**TASK DIRECTIONS:** Restate exactly the lines from the top of the listing below to the line containing "# indicate the soccer"; the remaining lines are not wanted.

◇ ◇ ◇

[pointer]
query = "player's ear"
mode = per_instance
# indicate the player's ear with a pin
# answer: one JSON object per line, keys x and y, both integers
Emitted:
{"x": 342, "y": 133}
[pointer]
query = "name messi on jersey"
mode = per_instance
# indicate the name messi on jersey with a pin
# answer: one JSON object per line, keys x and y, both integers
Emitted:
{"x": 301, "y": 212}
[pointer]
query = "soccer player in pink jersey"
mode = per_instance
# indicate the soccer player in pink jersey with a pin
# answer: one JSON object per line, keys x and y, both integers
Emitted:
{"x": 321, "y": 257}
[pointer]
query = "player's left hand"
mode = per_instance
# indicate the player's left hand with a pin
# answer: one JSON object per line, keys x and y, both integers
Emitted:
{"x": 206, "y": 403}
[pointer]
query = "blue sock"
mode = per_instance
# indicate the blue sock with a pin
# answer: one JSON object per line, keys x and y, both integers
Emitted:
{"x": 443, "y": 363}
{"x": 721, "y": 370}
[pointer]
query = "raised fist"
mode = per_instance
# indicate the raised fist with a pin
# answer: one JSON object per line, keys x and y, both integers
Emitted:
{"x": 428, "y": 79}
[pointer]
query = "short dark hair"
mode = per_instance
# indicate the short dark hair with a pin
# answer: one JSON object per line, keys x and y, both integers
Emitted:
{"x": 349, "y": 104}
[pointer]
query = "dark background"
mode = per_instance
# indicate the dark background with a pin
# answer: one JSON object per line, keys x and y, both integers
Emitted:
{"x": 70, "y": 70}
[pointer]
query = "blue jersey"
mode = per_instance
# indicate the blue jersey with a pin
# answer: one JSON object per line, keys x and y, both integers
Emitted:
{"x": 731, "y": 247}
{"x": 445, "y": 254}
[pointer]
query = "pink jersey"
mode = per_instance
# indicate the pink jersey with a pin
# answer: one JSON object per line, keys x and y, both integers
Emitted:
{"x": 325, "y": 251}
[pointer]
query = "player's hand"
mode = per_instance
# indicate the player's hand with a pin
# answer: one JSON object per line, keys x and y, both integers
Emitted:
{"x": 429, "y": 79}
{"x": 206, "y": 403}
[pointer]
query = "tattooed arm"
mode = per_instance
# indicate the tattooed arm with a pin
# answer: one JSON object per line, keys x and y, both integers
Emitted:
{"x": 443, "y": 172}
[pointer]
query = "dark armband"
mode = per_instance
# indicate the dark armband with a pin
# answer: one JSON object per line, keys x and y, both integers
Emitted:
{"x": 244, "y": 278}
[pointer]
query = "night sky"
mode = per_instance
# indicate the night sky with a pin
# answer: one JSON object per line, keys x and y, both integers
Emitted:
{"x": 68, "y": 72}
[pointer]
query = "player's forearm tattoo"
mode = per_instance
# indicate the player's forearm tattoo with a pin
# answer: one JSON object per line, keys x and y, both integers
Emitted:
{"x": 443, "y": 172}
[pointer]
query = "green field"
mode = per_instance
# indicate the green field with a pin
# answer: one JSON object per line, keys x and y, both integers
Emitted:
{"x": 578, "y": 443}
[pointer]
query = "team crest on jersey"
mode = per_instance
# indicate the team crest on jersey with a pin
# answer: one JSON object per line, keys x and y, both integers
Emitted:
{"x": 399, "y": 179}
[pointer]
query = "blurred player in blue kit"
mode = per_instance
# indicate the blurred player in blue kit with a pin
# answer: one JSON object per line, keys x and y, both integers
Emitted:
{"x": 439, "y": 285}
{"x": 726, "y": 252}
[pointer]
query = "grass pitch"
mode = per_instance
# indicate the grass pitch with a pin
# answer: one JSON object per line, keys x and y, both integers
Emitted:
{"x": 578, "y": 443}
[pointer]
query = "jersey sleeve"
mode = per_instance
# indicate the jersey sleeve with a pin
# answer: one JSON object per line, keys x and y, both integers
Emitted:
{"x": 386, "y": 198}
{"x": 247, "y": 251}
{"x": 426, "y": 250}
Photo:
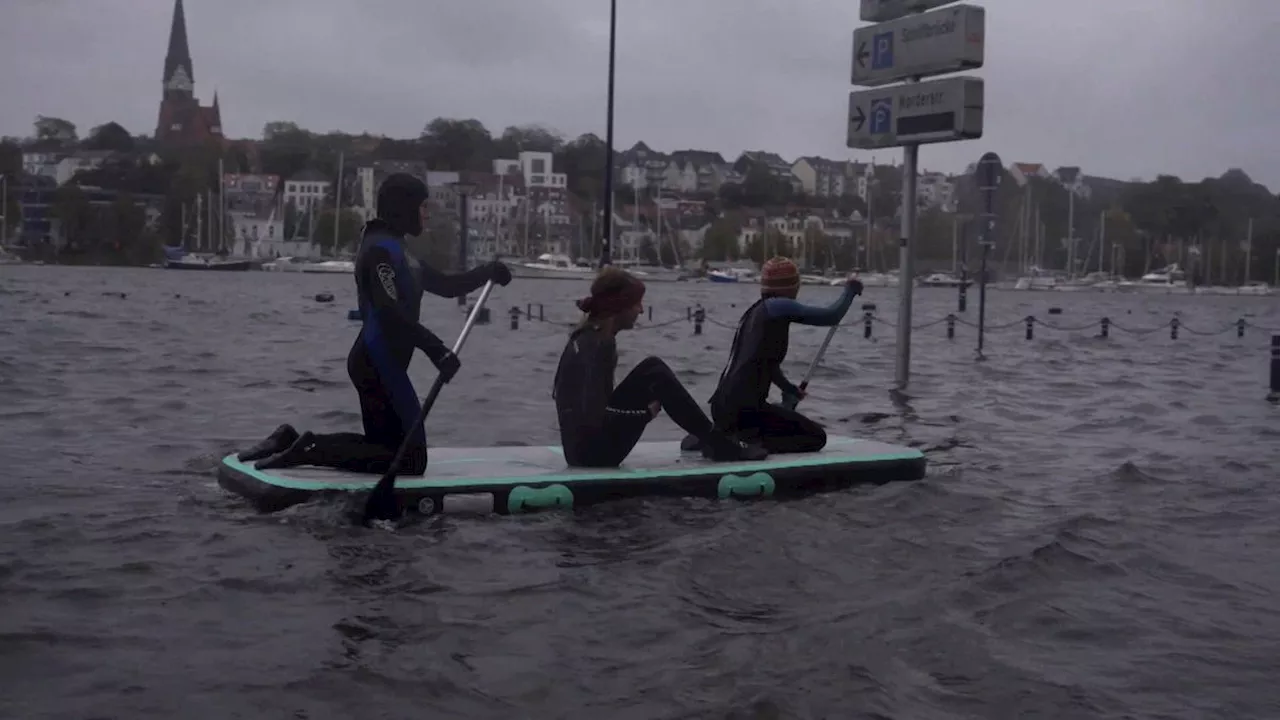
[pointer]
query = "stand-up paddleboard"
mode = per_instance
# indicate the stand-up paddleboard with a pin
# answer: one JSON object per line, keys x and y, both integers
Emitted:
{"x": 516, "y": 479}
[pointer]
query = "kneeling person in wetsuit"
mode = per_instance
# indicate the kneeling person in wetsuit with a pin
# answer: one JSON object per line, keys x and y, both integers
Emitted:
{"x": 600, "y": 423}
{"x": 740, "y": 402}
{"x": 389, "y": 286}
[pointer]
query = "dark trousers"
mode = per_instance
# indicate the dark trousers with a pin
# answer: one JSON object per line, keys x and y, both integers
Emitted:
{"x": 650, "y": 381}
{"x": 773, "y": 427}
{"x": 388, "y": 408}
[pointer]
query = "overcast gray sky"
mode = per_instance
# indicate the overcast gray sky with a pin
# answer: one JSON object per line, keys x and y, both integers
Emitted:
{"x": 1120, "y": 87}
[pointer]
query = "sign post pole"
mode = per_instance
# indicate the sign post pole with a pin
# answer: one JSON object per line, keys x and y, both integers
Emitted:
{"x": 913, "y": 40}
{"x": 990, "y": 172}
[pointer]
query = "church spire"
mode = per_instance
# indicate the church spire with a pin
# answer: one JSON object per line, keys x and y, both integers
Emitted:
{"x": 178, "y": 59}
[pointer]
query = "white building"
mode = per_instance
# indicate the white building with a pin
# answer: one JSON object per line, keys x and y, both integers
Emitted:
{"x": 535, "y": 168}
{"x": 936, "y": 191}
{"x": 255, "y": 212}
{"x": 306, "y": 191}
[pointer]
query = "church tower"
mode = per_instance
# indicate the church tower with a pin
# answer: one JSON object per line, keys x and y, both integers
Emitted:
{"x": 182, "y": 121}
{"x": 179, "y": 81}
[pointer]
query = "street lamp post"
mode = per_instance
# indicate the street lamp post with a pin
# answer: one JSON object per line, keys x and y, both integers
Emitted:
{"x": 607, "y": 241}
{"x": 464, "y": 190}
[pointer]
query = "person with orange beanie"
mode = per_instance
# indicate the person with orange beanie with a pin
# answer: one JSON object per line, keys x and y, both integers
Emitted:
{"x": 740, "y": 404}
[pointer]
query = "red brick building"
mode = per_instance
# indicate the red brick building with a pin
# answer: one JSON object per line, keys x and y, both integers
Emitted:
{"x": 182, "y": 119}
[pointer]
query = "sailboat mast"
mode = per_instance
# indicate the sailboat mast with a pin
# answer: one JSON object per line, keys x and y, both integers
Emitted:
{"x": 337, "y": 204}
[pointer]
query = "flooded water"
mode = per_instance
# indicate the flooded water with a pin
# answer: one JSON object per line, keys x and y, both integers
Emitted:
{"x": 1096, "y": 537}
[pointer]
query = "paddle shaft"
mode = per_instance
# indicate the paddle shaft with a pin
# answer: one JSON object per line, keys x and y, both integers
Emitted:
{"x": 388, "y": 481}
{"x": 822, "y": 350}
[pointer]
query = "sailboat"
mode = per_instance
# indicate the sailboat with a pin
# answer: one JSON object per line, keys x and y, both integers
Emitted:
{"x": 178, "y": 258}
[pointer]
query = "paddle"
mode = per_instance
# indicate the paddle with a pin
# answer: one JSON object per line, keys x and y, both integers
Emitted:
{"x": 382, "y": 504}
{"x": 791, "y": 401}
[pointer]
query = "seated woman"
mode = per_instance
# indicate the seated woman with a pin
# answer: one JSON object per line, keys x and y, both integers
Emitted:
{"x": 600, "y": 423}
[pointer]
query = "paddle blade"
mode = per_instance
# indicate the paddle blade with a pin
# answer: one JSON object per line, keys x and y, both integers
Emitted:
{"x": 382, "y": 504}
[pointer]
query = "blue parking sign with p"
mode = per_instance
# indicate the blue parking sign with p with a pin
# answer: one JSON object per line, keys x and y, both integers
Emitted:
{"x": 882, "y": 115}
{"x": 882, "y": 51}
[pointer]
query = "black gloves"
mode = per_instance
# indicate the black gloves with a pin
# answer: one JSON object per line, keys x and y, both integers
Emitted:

◇ ◇ ◇

**OUTPUT BELOW:**
[pointer]
query = "player's ear"
mode = per_instance
# indicate the player's ear with a pin
# answer: one JSON object per line, keys x and y, both integers
Emitted:
{"x": 342, "y": 133}
[pointer]
query = "name messi on jersey"
mode = per_instance
# indicate the name messi on jersey with a pin
# answer: one JSON object per line, keys x and y, both integers
Emitted:
{"x": 301, "y": 212}
[pointer]
query = "soccer player in pink jersey"
mode = per_instance
# indicate the soccer player in pink jersey with a pin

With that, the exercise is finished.